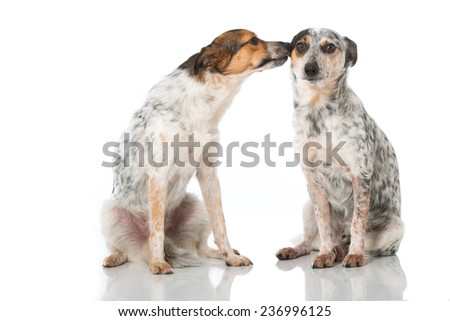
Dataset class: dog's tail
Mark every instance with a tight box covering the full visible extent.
[164,238,216,268]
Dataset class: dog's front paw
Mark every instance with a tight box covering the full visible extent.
[150,261,173,274]
[225,255,253,267]
[343,253,365,268]
[312,252,336,268]
[276,247,302,260]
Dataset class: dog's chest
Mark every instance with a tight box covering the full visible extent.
[172,129,220,168]
[315,167,354,213]
[294,111,359,170]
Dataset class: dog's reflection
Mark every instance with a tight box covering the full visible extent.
[276,254,407,300]
[102,262,252,301]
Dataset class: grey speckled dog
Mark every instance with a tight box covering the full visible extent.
[276,28,404,268]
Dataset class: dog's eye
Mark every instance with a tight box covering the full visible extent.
[324,43,336,53]
[248,37,259,45]
[296,41,308,53]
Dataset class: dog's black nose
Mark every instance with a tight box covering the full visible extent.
[304,61,319,77]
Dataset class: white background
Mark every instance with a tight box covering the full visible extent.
[1,0,449,319]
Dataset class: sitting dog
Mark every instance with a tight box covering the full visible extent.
[101,29,290,274]
[276,28,404,268]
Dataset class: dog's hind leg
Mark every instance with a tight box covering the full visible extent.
[166,193,218,259]
[365,214,404,256]
[100,200,149,267]
[276,199,320,260]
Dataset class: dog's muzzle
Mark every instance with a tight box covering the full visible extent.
[258,42,291,69]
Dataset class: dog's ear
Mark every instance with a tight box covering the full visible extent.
[344,37,357,67]
[193,43,229,75]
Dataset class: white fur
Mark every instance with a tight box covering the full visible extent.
[101,31,290,273]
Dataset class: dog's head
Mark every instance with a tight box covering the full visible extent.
[181,29,290,79]
[290,28,357,84]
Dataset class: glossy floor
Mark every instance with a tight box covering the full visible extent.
[101,254,406,301]
[98,210,414,302]
[96,197,450,302]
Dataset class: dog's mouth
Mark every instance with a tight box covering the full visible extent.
[302,75,325,83]
[273,56,289,65]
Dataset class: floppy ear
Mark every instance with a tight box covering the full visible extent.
[193,43,229,75]
[344,37,357,67]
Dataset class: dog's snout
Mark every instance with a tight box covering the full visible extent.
[282,42,293,53]
[304,61,319,77]
[272,41,292,57]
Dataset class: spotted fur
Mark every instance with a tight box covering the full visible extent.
[276,28,404,268]
[102,29,290,274]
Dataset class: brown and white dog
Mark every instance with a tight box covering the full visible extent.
[101,29,290,274]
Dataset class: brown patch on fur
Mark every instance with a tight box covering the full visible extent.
[149,177,164,233]
[303,35,311,46]
[194,43,231,77]
[291,49,299,69]
[211,29,271,75]
[310,94,320,106]
[148,177,172,274]
[223,41,268,75]
[183,29,276,79]
[305,80,337,107]
[319,39,331,47]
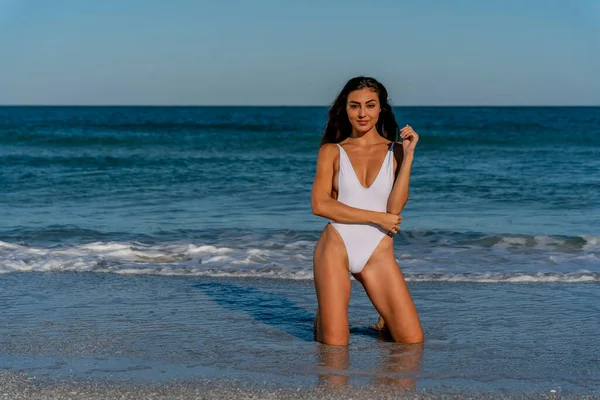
____________________
Task statement: Leave the pictures out and output all of the data verbatim.

Reply to the task:
Dataset class: dog's tail
Mark every instance with a tight box covering the full visible extent.
[164,238,216,268]
Dataset class: dog's front paw
Mark every instance with a tight box covering the full visible extent.
[150,261,173,274]
[225,255,253,267]
[343,253,365,268]
[312,252,336,268]
[276,247,302,260]
Dataset class: dog's chest
Mark every instance with a tight box covering the full visible extent.
[172,129,220,168]
[315,167,354,213]
[294,111,359,170]
Dataset class: dog's reflection
Mark every instance with a tight box covering the full visible extent.
[276,254,407,300]
[102,262,252,301]
Dataset class: grey speckled dog
Mark every instance with a tight box covering the full visible extent.
[276,28,404,268]
Dataset class: dog's eye
Mark every instance with a tight box covering the full visible extent.
[324,43,336,53]
[248,37,259,45]
[296,41,308,53]
Dataset class: dog's black nose
Mark every instance with a tight box covering the full visible extent.
[304,61,319,77]
Dataset class: white background
Mark every instance with a tight box covering the full visible extent.
[1,0,449,319]
Dataset class: sitting dog
Mark every instance with a tight box covering the full visible extent.
[101,29,290,274]
[276,28,404,268]
Dataset class: dog's hind leg
Mark every instance with a tight box covering the full visible extent.
[166,193,218,259]
[365,214,404,256]
[100,200,149,267]
[276,199,320,260]
Dataset class: dog's muzzle
Mark every instance with a tight box covering the full visible extent.
[258,42,291,69]
Dataset class: dog's ear
Mark every instance with a tight box covering the full visible extent.
[344,37,357,67]
[193,43,229,75]
Dataset class: white fur
Mark every instance with a tight box covering the full visible extent.
[101,31,290,273]
Dataset class: dog's head
Mark every instance with a tight box covering the full visible extent.
[181,29,290,79]
[290,28,357,84]
Dataset class: glossy floor
Mark every instance with a tight box covering the full visible extent.
[101,254,406,301]
[98,210,414,302]
[96,197,450,302]
Dataset class: dog's mouth
Mark every instance with a tight box covering the full visible extent.
[302,75,325,83]
[273,56,289,65]
Dataset class: floppy ear
Mark every instance with a tight box covering the full visible extent.
[193,43,229,75]
[344,37,357,67]
Dataset class: dog's snout
Mark every instance with a tight box covering the full visible extent.
[282,42,293,53]
[304,61,319,77]
[272,41,292,57]
Dataset class: spotted fur
Mark every instance with a tight box covering the full visible extent.
[276,28,404,268]
[102,29,290,274]
Dataset class: brown and white dog
Mark every instance with a tight box covering the full visible extent.
[101,29,290,274]
Dataset class: brown patch on fur
Mark every instance with a tight box covering the full visible extent.
[149,177,164,233]
[303,35,311,46]
[194,43,231,77]
[291,49,299,69]
[211,29,271,75]
[310,94,320,106]
[148,177,172,274]
[223,41,268,75]
[183,29,276,79]
[305,80,337,107]
[319,39,331,47]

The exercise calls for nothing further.